» **DOCUMENT PASSAGE**
= = = =
Kroupa, Famaey, de Boer, Dabringhausen, Pawlowski, Boily, Jerjen,
Forbes, Hensler & Metz :
Local
Group tests of dark-matter Concordance Cosmology: Towards a new
paradigm for structure formation (2010, A & A). This research
paper demonstrates that the Local Group of galaxies is not
explainable within the context of the CCM, but that it is very
naturally accountable within a modified gravitational framework
(without dark matter on galaxy scales).
XENON100 collaboration:
First Dark Matter Results
from the XENON100 Experiment (2010, arXiv:1005.0380). The
XENON100 experiment in Italy fails to detect WIMP scattering events
and excludes a favoured cross section with 90%
significance. Furthermore, the reported detection of two WIMP events
by the cryogenic dark matter search
(CDMS) experiment in the USA
is falsified, consistent with the reported CDMS result that theirs
is a statistically not significant detection.
Sawangwit & Shanks:
Beam
profile sensitivity of the WMAP CMB power spectrum (2010,
MNRAS). See also
Sawangwit
& Shanks and the
RAS press release.
The authors demonstrate that there is a serious systematic issue with the
resolution of the WMAP instrument used to construct the WMAP, which is
a key anchor for the high-precision LCDM CCM description of the
universe. They demonstrate that the currently permissible
re-interpretation of the WMAP data even allow a pure-baryonic (no-dark
matter) cosmological model, and that the evidence for dark energy via
the Sachs-Wolfe Effect may be absent. That is, WMAP may not be
providing any evidence for dark energy.
= = = =
» **SUPPLIED ENTRIES**
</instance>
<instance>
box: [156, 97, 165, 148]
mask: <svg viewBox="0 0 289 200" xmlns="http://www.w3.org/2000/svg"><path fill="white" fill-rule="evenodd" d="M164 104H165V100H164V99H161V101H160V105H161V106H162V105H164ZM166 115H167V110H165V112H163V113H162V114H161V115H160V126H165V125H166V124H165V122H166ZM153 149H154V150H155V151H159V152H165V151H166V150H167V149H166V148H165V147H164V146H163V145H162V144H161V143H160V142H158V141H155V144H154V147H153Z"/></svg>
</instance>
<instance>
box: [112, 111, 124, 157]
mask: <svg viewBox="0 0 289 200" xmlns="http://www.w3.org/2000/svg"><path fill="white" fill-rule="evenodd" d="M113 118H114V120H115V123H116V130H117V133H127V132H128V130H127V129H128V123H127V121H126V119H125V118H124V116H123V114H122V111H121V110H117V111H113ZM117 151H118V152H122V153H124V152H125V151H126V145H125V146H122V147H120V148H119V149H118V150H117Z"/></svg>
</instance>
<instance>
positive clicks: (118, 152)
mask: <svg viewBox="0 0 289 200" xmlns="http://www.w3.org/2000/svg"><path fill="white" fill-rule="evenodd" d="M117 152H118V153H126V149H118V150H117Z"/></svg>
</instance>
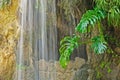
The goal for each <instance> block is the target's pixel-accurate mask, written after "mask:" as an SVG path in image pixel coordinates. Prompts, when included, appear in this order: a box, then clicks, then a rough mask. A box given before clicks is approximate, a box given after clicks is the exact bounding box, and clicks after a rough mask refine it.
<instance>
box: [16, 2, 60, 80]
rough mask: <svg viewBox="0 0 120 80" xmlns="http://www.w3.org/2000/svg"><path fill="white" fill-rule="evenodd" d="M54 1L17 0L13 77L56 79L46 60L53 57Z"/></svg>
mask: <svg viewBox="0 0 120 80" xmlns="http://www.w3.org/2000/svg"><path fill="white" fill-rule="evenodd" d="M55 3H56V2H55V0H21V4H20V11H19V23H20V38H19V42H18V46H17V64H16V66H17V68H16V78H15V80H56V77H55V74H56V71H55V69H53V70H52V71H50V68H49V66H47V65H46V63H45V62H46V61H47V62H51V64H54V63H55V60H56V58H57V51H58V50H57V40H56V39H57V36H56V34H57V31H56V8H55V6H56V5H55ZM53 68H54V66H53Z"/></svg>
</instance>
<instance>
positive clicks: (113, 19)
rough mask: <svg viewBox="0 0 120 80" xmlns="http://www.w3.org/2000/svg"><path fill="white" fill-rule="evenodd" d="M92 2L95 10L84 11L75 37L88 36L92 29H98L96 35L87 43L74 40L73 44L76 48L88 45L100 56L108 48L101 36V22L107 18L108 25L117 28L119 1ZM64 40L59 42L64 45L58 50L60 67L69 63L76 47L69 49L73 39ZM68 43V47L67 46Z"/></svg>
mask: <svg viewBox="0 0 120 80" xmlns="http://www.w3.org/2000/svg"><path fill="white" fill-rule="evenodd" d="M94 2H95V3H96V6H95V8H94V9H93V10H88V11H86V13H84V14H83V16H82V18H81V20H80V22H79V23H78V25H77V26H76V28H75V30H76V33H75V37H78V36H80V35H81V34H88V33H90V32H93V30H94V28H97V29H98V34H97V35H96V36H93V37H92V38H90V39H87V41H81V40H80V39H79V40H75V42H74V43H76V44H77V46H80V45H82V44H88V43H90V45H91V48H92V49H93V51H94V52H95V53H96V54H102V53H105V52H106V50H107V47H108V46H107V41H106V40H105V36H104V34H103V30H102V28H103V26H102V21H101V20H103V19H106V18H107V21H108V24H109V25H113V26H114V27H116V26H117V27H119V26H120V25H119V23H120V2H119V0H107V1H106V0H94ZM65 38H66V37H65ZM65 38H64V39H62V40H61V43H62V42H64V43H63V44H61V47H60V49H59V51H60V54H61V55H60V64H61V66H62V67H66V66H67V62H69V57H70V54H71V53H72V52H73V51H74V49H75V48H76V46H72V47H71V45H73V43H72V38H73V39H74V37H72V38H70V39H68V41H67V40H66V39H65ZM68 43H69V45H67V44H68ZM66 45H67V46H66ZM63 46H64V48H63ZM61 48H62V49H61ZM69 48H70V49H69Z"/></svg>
= = = =
» **WHAT THIS EXERCISE ASKS**
1. According to the dark matter research passage, where is the XENON100 experiment located?
2. Extend the dark matter research passage beyond its last sentence.
The records have no role here.

» **RESPONSES BY TASK**
1. In Italy.

2.
Interestingly, in a 2009 research
paper, Pierre-Marie Robitaille finds that a careful review
of the COBE instrument reveals numerous problems in these experiments:
inadequate antenna characterization and testing, improper treatment of
systematic errors, and failure to correctly measure the external
calibrator. In addition, he suggests that it appears that the CMB
anisotropies represent imaging artifacts generated when the COBE team
inappropriately removed a systematic quadrupole signal from underlying
random maps.
Given the above problems with the CCM, and in particular the surfaced
issues with the COBE and WMAP data analysis, it is not permissible any
longer to refer to the CCM as anything close to being of high
precision nor as a confirmed theoretical construct. Rather, we are
currently in the process of experiencing a major re-shaping of our
world view but are not yet in the situation of having a successful
theory of space-time and matter and the coupling between the two. A
historical parallel is immediately evident in that about 100 years ago
physicists (e.g. Planck, Einstein, de Broglie, Bohr) were just
beginning to realise that the quantum world and the world at very high
velocities was very different from the classical physics
experienced on a daily basis, but neither the Theory of General
Relativity nor Quantum Mechanics had been developed yet to the level
known about three decade later. It was becoming clear that dynamics
on large and small scales was definitely non-Newtonian.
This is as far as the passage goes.